• [GOAL OF THE EXERCISE]: Turn the lines below into a Markdown table with two columns, Row and Line, numbering each row and skipping any blank lines. Leave the pictures out of the table.

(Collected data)
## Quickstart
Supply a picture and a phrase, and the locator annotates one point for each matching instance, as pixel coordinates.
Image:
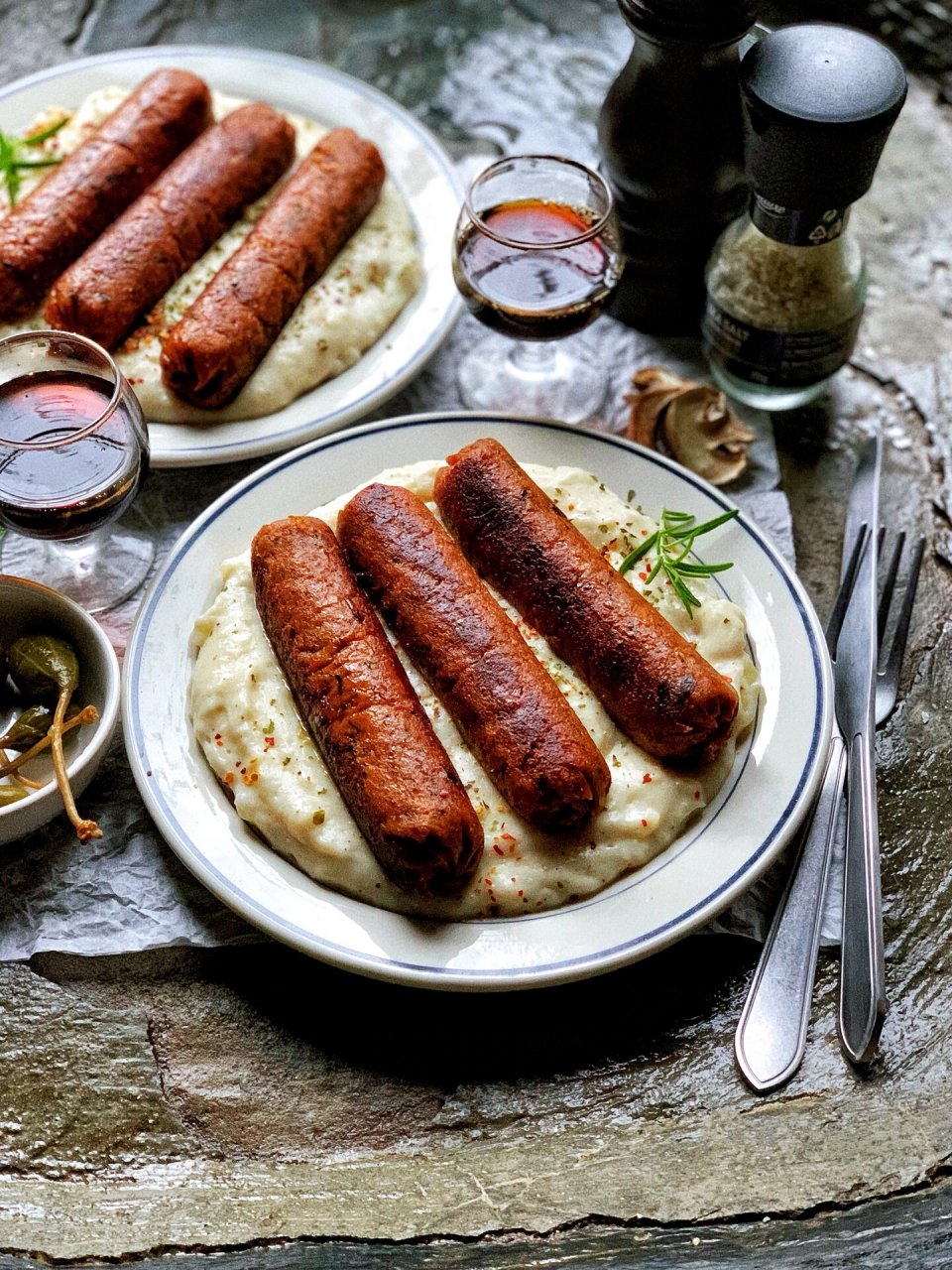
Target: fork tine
(888, 679)
(889, 584)
(846, 590)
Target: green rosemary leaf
(13, 163)
(673, 541)
(37, 139)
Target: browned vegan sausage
(132, 266)
(365, 716)
(518, 724)
(211, 353)
(82, 194)
(651, 680)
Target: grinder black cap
(819, 102)
(705, 21)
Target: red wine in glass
(73, 449)
(536, 255)
(535, 294)
(76, 483)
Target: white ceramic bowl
(26, 607)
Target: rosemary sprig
(14, 162)
(673, 541)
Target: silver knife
(862, 997)
(771, 1037)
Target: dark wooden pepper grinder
(671, 146)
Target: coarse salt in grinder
(785, 281)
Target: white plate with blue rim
(719, 856)
(416, 162)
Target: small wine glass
(73, 451)
(536, 255)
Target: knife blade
(771, 1037)
(862, 998)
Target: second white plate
(416, 162)
(738, 835)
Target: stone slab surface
(234, 1098)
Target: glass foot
(98, 571)
(544, 380)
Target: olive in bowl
(44, 639)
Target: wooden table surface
(250, 1102)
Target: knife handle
(862, 996)
(771, 1035)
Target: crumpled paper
(127, 892)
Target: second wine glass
(73, 449)
(537, 253)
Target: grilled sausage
(82, 194)
(651, 680)
(211, 353)
(132, 266)
(518, 724)
(362, 711)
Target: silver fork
(771, 1035)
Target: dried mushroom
(690, 421)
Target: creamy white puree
(343, 314)
(248, 726)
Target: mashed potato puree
(248, 726)
(345, 312)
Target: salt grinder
(785, 282)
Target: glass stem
(81, 552)
(531, 357)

• [EXPECTED OUTPUT]:
| Row | Line |
|---|---|
| 1 | ## Quickstart |
| 2 | Supply a picture and a phrase, and the locator annotates one point for each matching instance, as pixel coordinates. |
| 3 | Image: |
| 4 | Target: fork tine |
| 5 | (888, 679) |
| 6 | (889, 584) |
| 7 | (846, 590) |
| 8 | Target: green rosemary leaf |
| 9 | (13, 163) |
| 10 | (673, 541) |
| 11 | (37, 139) |
| 12 | Target: browned vegan sausage |
| 13 | (132, 266) |
| 14 | (365, 716) |
| 15 | (518, 724) |
| 16 | (211, 353) |
| 17 | (82, 194) |
| 18 | (651, 680) |
| 19 | Target: grinder black cap |
| 20 | (819, 102) |
| 21 | (705, 21) |
| 22 | Target: red wine in glass |
| 23 | (73, 449) |
| 24 | (536, 255) |
| 25 | (535, 294) |
| 26 | (76, 483) |
| 27 | Target: white ceramic bowl |
| 28 | (26, 607) |
| 29 | Target: rosemary sprig |
| 30 | (14, 162) |
| 31 | (673, 541) |
| 32 | Target: silver knife |
| 33 | (862, 997) |
| 34 | (771, 1037) |
| 35 | Target: dark wooden pepper grinder |
| 36 | (671, 146) |
| 37 | Target: coarse salt in grinder |
| 38 | (785, 281) |
| 39 | Target: white plate with blue rim |
| 40 | (719, 856) |
| 41 | (416, 162) |
| 42 | Target: small wine glass |
| 43 | (73, 451) |
| 44 | (536, 255) |
| 45 | Target: knife blade |
| 46 | (771, 1037) |
| 47 | (862, 998) |
| 48 | Target: second white plate |
| 49 | (416, 162) |
| 50 | (738, 835) |
| 51 | Target: stone slab surface |
| 52 | (234, 1098) |
| 53 | Target: glass foot |
| 54 | (98, 571) |
| 55 | (544, 380) |
| 56 | Target: olive in bowl |
| 57 | (44, 639) |
| 58 | Target: wooden table surface |
| 59 | (250, 1102) |
| 60 | Target: knife handle |
| 61 | (862, 996) |
| 62 | (771, 1035) |
| 63 | Target: crumpled paper |
| 64 | (127, 892) |
| 65 | Target: second wine glass |
| 66 | (73, 449) |
| 67 | (537, 253) |
| 68 | Target: grilled sausage |
| 69 | (82, 194) |
| 70 | (651, 680) |
| 71 | (211, 353) |
| 72 | (132, 266) |
| 73 | (518, 724) |
| 74 | (362, 711) |
| 75 | Target: silver fork |
| 76 | (771, 1035) |
| 77 | Target: dried mushroom |
| 78 | (690, 421) |
| 79 | Target: creamy white puree |
| 80 | (343, 314) |
| 81 | (248, 726) |
| 82 | Target: mashed potato puree |
| 83 | (248, 726) |
| 84 | (345, 312) |
| 85 | Target: salt grinder |
| 86 | (785, 282) |
| 87 | Target: glass stem |
| 88 | (81, 552) |
| 89 | (531, 357) |